» Selected text:
━━━━━━

# Wireless Router Suggestions



## MBuzzy (Jul 1, 2007)

I'm getting ready to set up a wireless network for my soon to be in-laws.  I am by no means a computer person - but I've done a few networks before.  

Basically I'm just looking for a GOOD wireless Router.  We will be connection at least 2 laptops, one desktop on a different floor, and hardwiring one computer into the Router.  They use a Cable modem for internet.

I've had trouble with both a Linksys Wireless-B router and a Belkin Router.  Both of them worked for a while, then started crapping out.  The Linksys eventually got to the point that it didn't work at all and the Belkin got to the point (after about 6 months of use) that it had to be unplugged and plugged back in about every 20-30 minutes for it to work.

Any suggestions, has anyone had GOOD experiences?  Also, I have no experience with Wireless N......Do I need B, G, or N?  Thanks!!!


----------



## Andrew Green (Jul 1, 2007)

MBuzzy said:


> Any suggestions, has anyone had GOOD experiences?  Also, I have no experience with Wireless N......Do I need B, G, or N?  Thanks!!!



Used a D-Link at work when we had a wireless network, never had any major problems.

B, G and N are just different standards.  N is the fastest, followed by G, B is pretty dated.  But for it to work both your router and your NIC need to support it.  Most go backwards though, so a "n" one likely supports "g" and "b" connections

I'm surprised with the problems you had, I'm pretty sure I've used both those brands and not had anything like that happen on any of them.


----------



## Grenadier (Jul 3, 2007)

I've always had good luck with Netgear wireless router products.  As long as you get one that hasn't been opened by someone who didn't know how to properly install one, they're pretty easy to set up.  

I've used a WG624 (super G) as well as my current router, which is a WPN824 "MIMO G" router.  Excellent signal strength, and the only time I ever have to do a reset is after a power outage.  Even then, it's pretty rate.  

I will suggest this, though; Netgear routers come shipped in an unactivated form, and you simply need to follow the instructions to activate it using a wired connection first.  If you can't connect to your DSL / Cable modem, then do a factory default reset (push a pin into that small hole in the back), and that takes care of things, in case if someone messed around with it before.

━━━━━━

» Records supplied:
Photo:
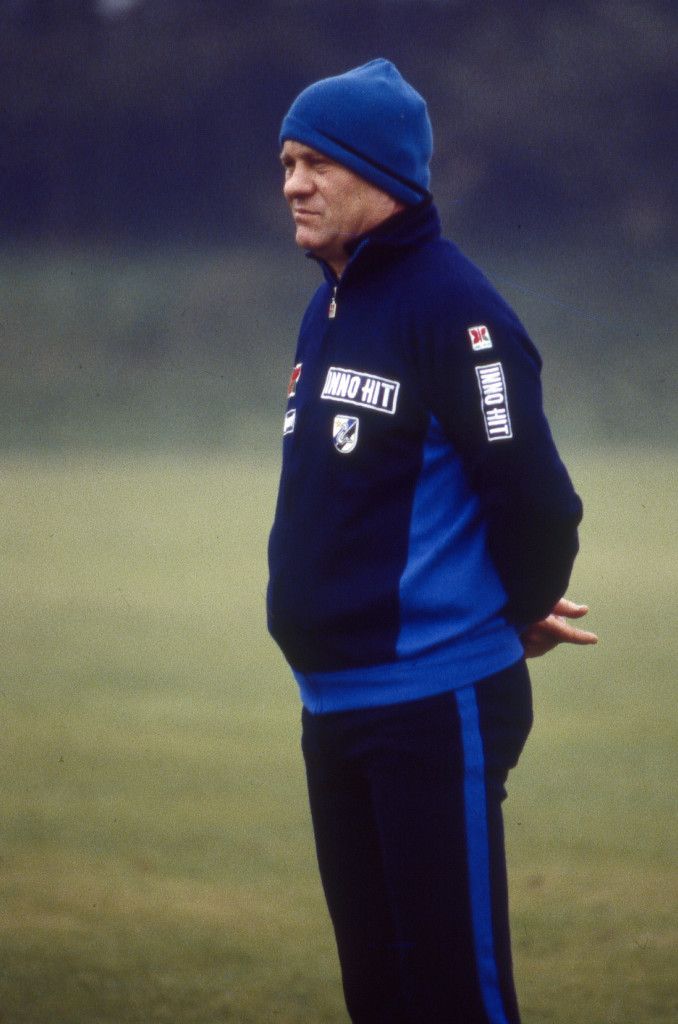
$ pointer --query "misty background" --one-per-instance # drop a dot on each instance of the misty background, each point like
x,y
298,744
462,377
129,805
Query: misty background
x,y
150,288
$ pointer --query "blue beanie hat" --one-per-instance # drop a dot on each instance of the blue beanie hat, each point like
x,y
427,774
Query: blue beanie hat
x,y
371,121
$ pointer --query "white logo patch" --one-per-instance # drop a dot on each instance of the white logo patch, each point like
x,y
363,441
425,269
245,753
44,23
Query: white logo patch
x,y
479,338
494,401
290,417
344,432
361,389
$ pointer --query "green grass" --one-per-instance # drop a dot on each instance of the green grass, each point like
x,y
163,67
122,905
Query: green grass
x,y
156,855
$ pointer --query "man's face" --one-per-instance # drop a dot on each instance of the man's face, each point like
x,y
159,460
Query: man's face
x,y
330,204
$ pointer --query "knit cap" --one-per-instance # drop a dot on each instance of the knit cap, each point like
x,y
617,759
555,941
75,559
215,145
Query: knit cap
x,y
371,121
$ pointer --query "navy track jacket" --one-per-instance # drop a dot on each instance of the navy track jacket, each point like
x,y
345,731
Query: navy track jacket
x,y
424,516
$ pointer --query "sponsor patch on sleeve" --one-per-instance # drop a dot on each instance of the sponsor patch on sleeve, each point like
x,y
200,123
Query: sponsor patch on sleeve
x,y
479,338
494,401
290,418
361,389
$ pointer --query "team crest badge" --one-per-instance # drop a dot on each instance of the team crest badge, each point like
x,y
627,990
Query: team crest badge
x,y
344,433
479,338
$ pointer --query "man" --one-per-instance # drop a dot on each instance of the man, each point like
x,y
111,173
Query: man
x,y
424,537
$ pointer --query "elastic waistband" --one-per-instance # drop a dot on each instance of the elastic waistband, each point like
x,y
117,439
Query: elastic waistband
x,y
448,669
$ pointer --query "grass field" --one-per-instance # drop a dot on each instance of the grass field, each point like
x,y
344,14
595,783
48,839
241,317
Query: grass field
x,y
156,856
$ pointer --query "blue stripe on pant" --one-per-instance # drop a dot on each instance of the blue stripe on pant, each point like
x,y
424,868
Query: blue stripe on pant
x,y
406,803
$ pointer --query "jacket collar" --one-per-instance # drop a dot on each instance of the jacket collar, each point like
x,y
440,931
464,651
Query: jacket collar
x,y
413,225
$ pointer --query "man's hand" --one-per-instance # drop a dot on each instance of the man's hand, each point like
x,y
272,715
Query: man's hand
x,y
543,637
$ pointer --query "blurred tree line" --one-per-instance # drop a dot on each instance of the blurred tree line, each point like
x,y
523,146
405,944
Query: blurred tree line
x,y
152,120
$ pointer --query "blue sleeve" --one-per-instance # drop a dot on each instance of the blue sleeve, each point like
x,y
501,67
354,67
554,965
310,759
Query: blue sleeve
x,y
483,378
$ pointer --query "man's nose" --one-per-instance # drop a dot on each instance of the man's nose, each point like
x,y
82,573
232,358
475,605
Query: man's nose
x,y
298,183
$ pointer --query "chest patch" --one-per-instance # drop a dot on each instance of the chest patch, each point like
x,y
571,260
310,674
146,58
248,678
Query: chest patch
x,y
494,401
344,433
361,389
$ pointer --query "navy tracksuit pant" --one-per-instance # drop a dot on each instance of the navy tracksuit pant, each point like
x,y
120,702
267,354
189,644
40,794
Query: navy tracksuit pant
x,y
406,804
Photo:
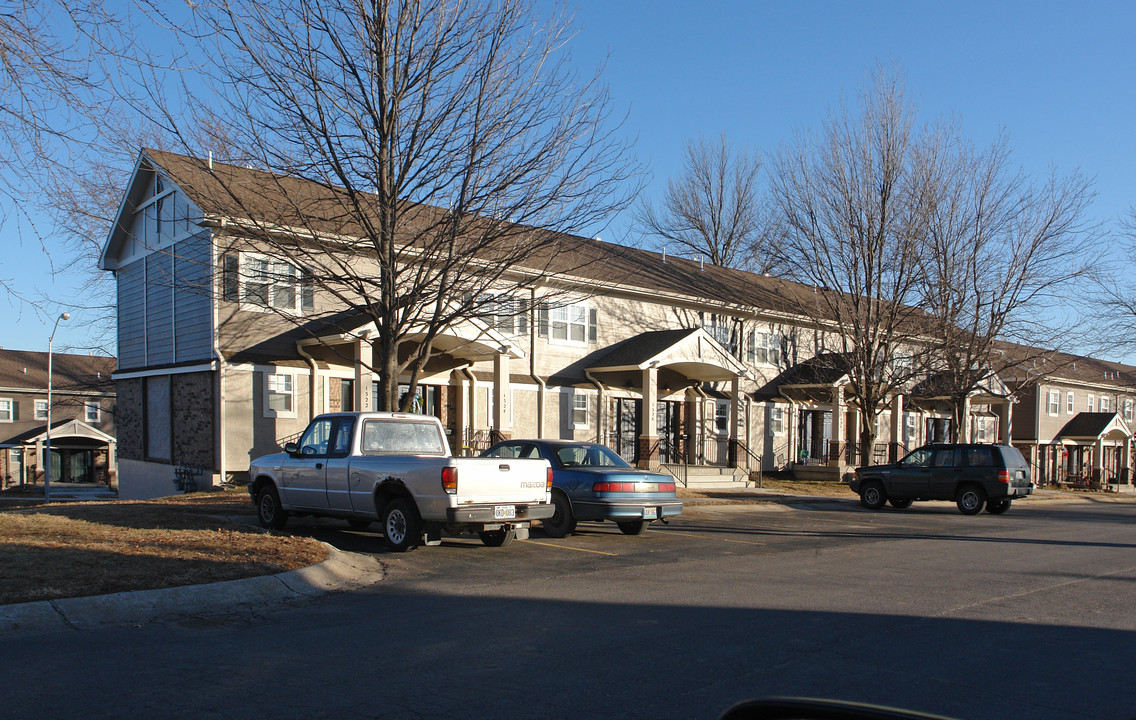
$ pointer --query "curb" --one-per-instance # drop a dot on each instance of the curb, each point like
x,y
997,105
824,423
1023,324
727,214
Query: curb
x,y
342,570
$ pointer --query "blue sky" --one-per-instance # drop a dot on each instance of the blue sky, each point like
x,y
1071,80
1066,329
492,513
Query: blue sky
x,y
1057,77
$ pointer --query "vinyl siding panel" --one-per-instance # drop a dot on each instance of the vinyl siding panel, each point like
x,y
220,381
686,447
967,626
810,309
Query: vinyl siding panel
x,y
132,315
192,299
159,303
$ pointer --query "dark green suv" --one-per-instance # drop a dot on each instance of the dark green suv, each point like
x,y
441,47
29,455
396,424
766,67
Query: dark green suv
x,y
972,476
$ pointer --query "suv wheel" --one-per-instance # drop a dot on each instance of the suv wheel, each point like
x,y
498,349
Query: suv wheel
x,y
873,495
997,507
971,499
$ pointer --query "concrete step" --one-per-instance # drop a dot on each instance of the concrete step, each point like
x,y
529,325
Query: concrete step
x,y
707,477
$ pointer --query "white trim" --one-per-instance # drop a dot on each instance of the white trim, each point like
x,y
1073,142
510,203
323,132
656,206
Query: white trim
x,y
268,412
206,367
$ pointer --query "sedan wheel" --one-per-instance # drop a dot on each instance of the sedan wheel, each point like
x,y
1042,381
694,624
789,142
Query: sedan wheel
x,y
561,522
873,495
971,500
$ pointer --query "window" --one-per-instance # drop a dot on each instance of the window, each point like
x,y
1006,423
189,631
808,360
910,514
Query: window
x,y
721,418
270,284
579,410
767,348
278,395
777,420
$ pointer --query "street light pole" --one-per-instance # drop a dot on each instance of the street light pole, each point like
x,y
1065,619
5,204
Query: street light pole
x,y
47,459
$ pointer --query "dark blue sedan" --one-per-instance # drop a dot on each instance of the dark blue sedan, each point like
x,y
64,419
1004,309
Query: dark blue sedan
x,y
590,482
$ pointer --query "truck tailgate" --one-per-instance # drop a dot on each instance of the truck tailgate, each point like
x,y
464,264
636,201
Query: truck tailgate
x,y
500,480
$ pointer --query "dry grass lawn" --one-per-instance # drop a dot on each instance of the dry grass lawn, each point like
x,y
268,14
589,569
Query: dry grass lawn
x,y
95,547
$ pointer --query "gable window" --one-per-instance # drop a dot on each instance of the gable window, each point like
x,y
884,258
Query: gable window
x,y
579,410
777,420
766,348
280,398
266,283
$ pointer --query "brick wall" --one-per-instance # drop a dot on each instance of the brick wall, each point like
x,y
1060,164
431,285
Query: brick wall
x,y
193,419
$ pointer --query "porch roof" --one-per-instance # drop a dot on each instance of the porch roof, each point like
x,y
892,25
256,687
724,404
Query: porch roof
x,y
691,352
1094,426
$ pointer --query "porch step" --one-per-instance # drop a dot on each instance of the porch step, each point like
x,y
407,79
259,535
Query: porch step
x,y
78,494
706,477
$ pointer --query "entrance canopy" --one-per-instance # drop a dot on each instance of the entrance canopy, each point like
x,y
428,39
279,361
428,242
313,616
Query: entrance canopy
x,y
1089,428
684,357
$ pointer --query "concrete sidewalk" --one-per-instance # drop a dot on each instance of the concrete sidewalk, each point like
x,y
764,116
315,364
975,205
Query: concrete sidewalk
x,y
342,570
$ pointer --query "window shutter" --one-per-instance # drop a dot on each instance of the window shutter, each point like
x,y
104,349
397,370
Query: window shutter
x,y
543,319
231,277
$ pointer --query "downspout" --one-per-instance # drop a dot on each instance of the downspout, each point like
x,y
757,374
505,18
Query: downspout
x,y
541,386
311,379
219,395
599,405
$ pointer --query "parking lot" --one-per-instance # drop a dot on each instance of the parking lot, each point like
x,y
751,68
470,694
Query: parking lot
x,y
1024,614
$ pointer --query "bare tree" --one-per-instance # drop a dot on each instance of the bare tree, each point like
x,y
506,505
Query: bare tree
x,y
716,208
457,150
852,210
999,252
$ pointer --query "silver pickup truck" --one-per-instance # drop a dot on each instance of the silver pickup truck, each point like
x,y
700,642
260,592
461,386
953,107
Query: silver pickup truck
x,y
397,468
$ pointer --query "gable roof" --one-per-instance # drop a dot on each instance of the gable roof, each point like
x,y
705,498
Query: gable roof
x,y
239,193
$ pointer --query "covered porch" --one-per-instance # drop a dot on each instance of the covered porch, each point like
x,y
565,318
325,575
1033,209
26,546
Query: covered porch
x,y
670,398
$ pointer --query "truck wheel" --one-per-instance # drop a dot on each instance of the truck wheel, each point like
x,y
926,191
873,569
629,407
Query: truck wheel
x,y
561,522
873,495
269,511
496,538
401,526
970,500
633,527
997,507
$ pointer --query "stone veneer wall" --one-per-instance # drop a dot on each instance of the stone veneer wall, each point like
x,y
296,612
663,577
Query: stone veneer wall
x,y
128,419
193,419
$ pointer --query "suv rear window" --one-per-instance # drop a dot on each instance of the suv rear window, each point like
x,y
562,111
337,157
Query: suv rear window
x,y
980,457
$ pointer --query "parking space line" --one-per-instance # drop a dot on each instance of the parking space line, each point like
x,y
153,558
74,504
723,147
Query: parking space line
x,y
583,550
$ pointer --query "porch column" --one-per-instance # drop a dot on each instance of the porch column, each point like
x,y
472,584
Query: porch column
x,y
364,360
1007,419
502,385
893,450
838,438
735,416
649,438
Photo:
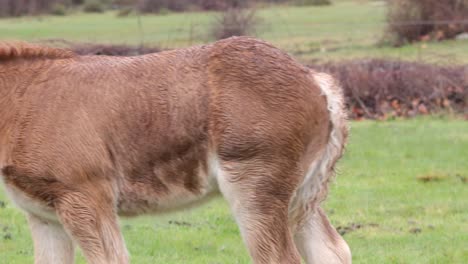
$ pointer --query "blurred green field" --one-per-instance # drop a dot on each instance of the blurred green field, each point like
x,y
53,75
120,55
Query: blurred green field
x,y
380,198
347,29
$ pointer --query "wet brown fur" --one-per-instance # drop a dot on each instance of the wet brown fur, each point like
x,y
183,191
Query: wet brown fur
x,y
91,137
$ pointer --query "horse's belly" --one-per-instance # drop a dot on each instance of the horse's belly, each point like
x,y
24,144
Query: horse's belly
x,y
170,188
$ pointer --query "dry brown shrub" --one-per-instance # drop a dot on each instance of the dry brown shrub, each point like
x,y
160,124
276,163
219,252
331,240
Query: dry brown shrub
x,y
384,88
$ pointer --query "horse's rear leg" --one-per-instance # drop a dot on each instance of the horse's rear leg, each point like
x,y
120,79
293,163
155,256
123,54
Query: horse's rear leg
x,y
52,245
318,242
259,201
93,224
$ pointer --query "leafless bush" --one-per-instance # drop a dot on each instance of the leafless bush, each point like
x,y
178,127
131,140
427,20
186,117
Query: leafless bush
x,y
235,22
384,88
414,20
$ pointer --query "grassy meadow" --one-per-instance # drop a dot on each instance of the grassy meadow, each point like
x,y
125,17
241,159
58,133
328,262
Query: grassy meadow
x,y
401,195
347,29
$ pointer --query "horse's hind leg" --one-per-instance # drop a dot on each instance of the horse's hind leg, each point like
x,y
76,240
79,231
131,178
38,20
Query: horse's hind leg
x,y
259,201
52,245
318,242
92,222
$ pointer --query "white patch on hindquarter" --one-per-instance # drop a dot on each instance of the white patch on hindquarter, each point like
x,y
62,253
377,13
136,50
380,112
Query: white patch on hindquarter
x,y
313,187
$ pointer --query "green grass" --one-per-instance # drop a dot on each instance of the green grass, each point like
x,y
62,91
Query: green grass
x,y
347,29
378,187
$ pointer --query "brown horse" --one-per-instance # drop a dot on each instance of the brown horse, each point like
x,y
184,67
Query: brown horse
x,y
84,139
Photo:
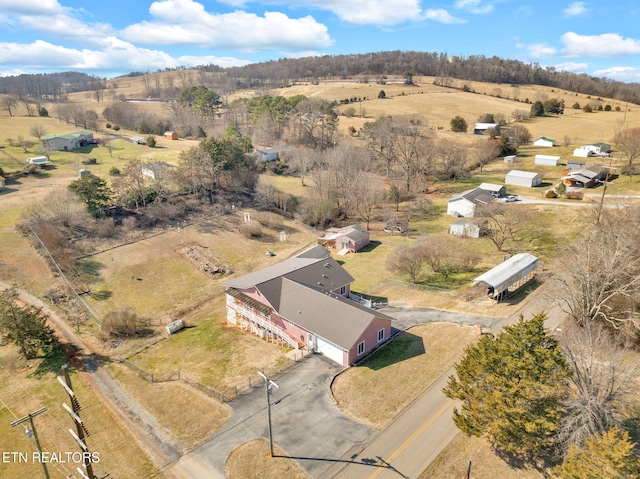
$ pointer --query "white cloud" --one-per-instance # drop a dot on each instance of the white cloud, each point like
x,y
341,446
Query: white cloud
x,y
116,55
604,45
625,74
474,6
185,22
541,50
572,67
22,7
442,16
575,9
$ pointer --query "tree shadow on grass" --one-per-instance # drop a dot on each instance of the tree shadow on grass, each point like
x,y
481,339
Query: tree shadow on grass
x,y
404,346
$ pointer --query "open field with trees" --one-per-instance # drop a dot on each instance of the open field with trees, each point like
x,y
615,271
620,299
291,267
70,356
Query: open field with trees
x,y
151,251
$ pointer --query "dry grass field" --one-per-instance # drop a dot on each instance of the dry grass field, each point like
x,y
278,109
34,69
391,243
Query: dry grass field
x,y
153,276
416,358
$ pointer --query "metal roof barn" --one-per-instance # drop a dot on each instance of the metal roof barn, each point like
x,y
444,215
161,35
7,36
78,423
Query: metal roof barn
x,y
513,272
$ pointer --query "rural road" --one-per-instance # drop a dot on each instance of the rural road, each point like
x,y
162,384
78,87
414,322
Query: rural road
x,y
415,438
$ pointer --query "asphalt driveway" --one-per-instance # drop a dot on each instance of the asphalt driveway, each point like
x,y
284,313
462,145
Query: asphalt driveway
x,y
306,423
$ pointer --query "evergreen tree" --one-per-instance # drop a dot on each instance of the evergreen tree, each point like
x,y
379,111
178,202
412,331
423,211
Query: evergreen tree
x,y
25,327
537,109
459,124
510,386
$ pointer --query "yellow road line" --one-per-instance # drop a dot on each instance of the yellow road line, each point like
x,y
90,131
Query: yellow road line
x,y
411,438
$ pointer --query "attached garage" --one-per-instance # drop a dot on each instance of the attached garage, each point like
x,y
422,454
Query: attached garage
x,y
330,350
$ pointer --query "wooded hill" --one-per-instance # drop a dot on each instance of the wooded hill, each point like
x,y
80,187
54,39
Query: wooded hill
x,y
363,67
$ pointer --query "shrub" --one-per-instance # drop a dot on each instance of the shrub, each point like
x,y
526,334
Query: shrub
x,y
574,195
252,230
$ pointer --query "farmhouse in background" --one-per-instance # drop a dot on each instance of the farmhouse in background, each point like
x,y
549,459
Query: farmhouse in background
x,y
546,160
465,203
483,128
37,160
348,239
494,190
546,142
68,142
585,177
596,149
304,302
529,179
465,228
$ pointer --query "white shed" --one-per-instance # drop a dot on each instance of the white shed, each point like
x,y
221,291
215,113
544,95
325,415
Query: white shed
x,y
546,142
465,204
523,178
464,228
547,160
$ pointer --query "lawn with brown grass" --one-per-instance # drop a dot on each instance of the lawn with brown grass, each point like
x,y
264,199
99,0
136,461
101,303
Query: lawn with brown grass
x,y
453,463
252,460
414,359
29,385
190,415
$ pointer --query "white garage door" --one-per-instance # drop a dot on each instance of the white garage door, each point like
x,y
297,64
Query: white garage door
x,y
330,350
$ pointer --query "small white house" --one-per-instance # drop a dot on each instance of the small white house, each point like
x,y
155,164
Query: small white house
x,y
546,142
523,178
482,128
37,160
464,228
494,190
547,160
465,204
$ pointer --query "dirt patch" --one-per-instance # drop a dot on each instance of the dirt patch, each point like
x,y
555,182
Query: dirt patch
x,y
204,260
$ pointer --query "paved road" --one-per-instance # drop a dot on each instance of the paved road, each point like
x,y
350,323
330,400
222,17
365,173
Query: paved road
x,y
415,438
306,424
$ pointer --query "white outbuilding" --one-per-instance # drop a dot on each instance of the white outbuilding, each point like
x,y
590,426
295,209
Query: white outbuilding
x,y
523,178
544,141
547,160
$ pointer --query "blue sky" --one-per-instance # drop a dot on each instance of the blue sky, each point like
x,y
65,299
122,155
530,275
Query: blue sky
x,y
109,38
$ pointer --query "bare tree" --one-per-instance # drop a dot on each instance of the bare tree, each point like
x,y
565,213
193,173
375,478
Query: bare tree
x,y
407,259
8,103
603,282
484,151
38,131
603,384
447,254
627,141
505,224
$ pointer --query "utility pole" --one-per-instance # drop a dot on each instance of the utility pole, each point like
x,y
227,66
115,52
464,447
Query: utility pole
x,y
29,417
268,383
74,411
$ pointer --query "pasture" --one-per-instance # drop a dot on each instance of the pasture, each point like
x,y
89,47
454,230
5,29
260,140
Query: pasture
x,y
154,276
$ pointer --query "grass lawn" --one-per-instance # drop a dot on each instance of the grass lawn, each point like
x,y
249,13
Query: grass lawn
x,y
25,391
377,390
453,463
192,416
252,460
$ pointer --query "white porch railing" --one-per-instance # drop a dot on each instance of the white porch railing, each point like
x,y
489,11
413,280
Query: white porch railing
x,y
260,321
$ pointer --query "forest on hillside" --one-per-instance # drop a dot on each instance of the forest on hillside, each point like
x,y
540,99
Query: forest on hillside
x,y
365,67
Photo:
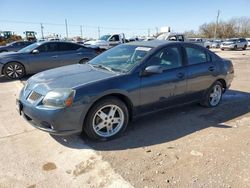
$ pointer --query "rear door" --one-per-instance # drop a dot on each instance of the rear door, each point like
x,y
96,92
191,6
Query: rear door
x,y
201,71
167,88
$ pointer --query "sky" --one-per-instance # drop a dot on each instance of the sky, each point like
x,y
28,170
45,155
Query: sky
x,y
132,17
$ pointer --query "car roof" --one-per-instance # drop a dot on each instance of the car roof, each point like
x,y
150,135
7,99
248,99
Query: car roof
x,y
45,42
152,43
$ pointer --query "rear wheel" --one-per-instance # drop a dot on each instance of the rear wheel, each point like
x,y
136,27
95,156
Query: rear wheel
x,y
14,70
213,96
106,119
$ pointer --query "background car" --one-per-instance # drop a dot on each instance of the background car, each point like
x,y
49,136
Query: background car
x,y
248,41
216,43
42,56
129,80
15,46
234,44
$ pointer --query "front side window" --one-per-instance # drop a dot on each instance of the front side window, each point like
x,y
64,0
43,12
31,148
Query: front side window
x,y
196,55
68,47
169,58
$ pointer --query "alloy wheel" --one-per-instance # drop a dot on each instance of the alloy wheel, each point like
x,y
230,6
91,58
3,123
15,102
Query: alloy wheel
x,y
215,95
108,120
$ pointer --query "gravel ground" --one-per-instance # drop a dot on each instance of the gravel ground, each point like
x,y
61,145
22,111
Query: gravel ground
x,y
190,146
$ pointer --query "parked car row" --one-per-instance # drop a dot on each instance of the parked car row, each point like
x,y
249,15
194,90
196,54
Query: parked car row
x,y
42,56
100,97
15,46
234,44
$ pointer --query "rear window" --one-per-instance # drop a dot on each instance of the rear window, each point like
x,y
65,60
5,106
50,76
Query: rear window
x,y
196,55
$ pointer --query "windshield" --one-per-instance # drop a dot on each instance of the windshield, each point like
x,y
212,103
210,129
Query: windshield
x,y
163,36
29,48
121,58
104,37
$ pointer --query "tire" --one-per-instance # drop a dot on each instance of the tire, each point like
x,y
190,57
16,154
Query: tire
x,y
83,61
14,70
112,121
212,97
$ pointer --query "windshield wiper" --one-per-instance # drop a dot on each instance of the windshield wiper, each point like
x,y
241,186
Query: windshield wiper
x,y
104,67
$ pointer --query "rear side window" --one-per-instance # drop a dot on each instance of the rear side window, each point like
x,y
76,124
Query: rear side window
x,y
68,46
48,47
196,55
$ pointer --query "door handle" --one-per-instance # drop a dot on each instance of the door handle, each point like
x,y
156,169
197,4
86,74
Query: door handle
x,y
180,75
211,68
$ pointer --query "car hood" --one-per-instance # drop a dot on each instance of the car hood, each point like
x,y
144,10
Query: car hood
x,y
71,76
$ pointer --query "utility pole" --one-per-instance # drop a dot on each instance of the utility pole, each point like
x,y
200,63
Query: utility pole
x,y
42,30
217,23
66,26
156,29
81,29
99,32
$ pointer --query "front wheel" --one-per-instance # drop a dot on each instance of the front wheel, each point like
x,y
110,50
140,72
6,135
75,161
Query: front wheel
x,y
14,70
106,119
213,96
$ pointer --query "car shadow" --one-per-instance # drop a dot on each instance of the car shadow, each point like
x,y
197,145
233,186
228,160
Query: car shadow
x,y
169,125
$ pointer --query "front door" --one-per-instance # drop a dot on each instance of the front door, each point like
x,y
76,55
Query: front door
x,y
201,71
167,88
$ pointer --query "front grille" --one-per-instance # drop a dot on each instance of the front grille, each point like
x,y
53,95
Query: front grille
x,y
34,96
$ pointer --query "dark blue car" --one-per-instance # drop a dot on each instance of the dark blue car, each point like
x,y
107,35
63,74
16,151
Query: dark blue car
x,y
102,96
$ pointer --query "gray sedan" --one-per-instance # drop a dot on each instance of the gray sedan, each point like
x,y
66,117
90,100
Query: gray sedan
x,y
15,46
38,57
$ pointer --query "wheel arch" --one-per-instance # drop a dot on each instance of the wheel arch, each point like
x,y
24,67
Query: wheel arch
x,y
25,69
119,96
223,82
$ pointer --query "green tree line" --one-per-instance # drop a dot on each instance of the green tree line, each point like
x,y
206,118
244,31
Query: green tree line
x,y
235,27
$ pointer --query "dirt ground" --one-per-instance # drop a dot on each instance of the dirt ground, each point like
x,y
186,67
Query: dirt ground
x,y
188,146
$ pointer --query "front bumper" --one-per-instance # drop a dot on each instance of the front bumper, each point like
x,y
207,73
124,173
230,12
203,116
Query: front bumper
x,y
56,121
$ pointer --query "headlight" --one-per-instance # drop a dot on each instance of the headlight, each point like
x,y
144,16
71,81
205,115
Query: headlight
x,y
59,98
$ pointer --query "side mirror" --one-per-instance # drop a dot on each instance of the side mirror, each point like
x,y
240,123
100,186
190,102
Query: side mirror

━━━━━━

» To-do list:
1/ Reproduce the router thread's wording from "I've always had" up to and including "easy to set up.".
2/ Pick out each line of the records in which the string "open" occurs.
The router thread and the records have nothing to do with each other.

» Answers by task:
1/
I've always had good luck with Netgear wireless router products.  As long as you get one that hasn't been opened by someone who didn't know how to properly install one, they're pretty easy to set up.

2/
$ pointer --query "open field with trees" --one-per-instance # drop a dot on each instance of the open field with trees, each point like
Query: open field with trees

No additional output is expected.